- SELECTED EXTRACT -
#####

– Dr. Alec Harvey: Forgive me?
– Laura Jesson: Forgive you for what?
– Dr. Alec Harvey: For everything. For meeting you, in the first place. For taking the piece of grit out of your eye. For loving you. For bringing you so much misery.
– Laura Jesson: I’ll forgive you if you’ll forgive me.
Impractical love and marital controversies in David Lean’s Brief Encounter
The philosophy of love is inexorably complex, we humans are complicated creatures, and love remains one of the most far-reaching emotions that humans experience in their ephemeral time on earth. From ancient to modern eras, from the undisputed classics of literature to the most memorable plays, poets, novelists, musicians and philosophers have been inspired by that intricate feeling called love. Yet no work has so mystified me in its visceral treatment of the conception of modern love as David Lean’s achingly beautiful 1945 masterpiece. In many respects, this searingly honest opus of cinema is the most provocative depiction of two bored strangers souls recovering the value of their existence through the impromptu love that is sparked between them as they are entwined in a life-changing fate. For that reason, the film is more than a tearful romantic drama. As a story of unconsummated love and the plight of social prejudice within the politics of marriage, the melancholy of the romantic tale transcends the conventional genre and transfers its social scrutiny into essayistic rather than dramatic territory. That is, I consider Brief Encounter’s philosophy of love powerfully disruptive and revolutionary as both a forthright critique of the hypocrisies of the matrimonial institution and a genuine moral examination of the middle class of the 1940s.

#####

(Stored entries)

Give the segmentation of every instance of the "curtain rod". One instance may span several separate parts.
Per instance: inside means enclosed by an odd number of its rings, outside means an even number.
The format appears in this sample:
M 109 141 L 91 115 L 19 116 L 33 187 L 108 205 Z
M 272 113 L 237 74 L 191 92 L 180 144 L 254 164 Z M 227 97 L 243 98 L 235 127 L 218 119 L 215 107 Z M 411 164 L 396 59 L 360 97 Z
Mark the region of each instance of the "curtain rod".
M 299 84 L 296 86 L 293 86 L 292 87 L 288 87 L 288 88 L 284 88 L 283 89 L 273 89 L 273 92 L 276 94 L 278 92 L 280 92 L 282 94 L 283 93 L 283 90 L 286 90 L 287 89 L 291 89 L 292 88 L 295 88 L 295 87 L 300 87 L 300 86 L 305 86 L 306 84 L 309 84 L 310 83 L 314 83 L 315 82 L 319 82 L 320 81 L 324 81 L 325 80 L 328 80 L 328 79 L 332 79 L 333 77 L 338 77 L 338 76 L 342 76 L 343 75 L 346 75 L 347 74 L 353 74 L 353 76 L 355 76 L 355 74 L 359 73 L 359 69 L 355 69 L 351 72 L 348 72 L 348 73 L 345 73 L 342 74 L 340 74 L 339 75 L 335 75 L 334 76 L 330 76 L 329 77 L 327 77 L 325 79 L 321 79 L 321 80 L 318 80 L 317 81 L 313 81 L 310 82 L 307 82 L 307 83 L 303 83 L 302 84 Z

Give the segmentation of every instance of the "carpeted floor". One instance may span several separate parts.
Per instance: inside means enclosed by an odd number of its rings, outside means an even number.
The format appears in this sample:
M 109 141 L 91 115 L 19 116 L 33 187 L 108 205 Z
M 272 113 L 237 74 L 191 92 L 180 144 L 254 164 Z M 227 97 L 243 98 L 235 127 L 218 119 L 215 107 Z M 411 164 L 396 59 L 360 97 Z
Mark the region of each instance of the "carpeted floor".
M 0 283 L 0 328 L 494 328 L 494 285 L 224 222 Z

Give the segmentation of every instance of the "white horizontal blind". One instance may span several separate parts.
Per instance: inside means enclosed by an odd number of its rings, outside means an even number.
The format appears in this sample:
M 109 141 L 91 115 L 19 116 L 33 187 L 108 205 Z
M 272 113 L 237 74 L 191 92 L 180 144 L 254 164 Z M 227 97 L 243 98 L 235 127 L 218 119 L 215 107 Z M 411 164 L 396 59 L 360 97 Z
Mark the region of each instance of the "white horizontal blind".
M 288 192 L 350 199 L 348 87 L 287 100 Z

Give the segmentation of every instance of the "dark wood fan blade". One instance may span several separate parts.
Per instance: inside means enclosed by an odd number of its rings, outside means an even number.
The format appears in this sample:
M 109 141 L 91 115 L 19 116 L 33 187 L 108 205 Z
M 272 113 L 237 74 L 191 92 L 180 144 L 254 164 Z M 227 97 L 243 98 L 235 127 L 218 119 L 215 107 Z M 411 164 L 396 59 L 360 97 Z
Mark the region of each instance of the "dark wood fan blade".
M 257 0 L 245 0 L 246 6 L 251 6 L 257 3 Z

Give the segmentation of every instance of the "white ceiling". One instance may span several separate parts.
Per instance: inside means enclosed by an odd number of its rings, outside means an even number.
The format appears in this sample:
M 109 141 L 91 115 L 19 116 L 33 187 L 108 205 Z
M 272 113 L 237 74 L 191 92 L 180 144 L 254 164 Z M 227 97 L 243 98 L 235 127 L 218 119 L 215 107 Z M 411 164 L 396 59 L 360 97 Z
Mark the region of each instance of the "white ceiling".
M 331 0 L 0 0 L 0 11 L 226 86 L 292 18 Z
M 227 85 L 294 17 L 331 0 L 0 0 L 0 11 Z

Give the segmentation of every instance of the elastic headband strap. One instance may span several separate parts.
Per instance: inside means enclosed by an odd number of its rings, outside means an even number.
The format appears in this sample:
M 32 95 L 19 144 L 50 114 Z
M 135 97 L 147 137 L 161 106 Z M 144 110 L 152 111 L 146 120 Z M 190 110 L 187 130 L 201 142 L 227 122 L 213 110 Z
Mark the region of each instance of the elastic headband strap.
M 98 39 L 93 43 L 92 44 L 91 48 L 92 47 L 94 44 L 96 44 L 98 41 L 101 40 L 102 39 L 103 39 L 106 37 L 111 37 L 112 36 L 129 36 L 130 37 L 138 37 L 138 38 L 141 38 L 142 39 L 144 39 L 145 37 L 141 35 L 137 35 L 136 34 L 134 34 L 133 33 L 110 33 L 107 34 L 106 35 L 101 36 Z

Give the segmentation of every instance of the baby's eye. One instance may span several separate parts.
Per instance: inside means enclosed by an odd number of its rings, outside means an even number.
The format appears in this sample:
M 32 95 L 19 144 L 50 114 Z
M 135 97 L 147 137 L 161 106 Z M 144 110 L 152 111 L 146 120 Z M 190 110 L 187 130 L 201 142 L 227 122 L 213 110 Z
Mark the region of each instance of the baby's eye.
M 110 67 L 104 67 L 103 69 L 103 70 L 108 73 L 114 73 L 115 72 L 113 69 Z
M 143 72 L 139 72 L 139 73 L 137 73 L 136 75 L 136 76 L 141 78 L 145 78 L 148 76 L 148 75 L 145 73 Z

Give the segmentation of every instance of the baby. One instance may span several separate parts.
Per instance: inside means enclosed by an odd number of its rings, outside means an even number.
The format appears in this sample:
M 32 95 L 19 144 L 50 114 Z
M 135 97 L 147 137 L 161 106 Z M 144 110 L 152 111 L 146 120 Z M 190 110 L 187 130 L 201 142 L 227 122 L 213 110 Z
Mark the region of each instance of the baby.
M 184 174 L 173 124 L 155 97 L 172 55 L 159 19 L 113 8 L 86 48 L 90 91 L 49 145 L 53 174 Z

#####

- PARTS OF THE EXERCISE -
[A] Copy out the stored entries from their first line through the line that contains "M 0 283 L 0", including both ends, and reproduce each line unchanged.
[B] Write the next part of the essay on Brief Encounter, beginning directly after its last sentence.

- THE REPLIES -
[A]
Give the segmentation of every instance of the "curtain rod". One instance may span several separate parts.
Per instance: inside means enclosed by an odd number of its rings, outside means an even number.
The format appears in this sample:
M 109 141 L 91 115 L 19 116 L 33 187 L 108 205 Z
M 272 113 L 237 74 L 191 92 L 180 144 L 254 164 Z M 227 97 L 243 98 L 235 127 L 218 119 L 215 107 Z M 411 164 L 396 59 L 360 97 Z
Mark the region of each instance of the "curtain rod".
M 299 84 L 296 86 L 293 86 L 292 87 L 288 87 L 288 88 L 284 88 L 283 89 L 273 89 L 273 92 L 276 94 L 278 92 L 280 92 L 282 94 L 283 93 L 283 90 L 286 90 L 287 89 L 291 89 L 292 88 L 295 88 L 295 87 L 300 87 L 300 86 L 305 86 L 306 84 L 309 84 L 310 83 L 314 83 L 315 82 L 319 82 L 320 81 L 324 81 L 325 80 L 328 80 L 328 79 L 332 79 L 333 77 L 338 77 L 338 76 L 342 76 L 343 75 L 346 75 L 347 74 L 353 74 L 353 76 L 355 76 L 355 74 L 359 73 L 359 69 L 355 69 L 351 72 L 348 72 L 348 73 L 345 73 L 342 74 L 340 74 L 339 75 L 335 75 L 334 76 L 330 76 L 329 77 L 327 77 L 325 79 L 321 79 L 321 80 L 318 80 L 317 81 L 313 81 L 310 82 L 307 82 L 307 83 L 303 83 L 302 84 Z

Give the segmentation of every instance of the "carpeted floor". One instance may span several separate parts.
Per instance: inside means enclosed by an odd number of its rings, outside means an even number.
The format appears in this sample:
M 109 141 L 91 115 L 19 116 L 33 187 L 108 205 Z
M 272 113 L 237 74 L 191 92 L 180 144 L 254 164 Z M 227 97 L 243 98 L 235 127 L 218 119 L 215 107 Z M 411 164 L 396 59 L 360 97 Z
Mark the region of each instance of the "carpeted floor".
M 0 283 L 0 328 L 494 328 L 494 285 L 224 222 Z

[B]
Laura Jesson (Celia Johnson), the delicate and prudent female protagonist of this story, is the average middle-class British woman, married with two children, living in a warm and commodious home. Her routines are fairly predictable: shopping, attending to the needs of her children and husband, having tea at the same time while waiting for the train home. On the other hand, Alec Harvey (Trevor Howard), the deferential and gentlemanly male protagonist of this story, is also middle class, a family physician and an idealist par excellence, with a wife and children. As opposed to Laura, Alec’s routine is never specific or itemized, the only predictable part of his busy schedule is that he always meets up furtively with Laura on Thursdays each week. The two met by happenstance at a train station, and since then the stars conspired in their favor so that they would meet serendipitously many times until they both ended up falling madly in love with each other. This love affair is ineluctable, from their innocent first meeting the narrative embraces love as an unavoidable event. Both have lives of their own, they are in their mid or early 40’s, Laura is married, and Alec is married; in any western social context this love between the two is simply impractical. Both Laura and Alec are well aware of this, yet both are driven by the instinct of their hunches and live the illusion of an adolescent romance, full of possibilities and with nothing to stop them. The film is based on a 1936 one-act play called Still Life, thus this adaptation is succinct and minimalist in its storytelling. Laura and Alec’s affair happens as quickly as it ends, but the reminiscences of that extramarital affair – which are narrated by a bemused Laura sitting on the couch at home pondering whether or not to tell her husband about her feelings – feel everlasting. The question the film asks you, which is the same question the protagonists ask themselves every minute, is the thesis that encompasses the philosophical and social rigor of the story: Should they have consummated their love and chosen to be happy?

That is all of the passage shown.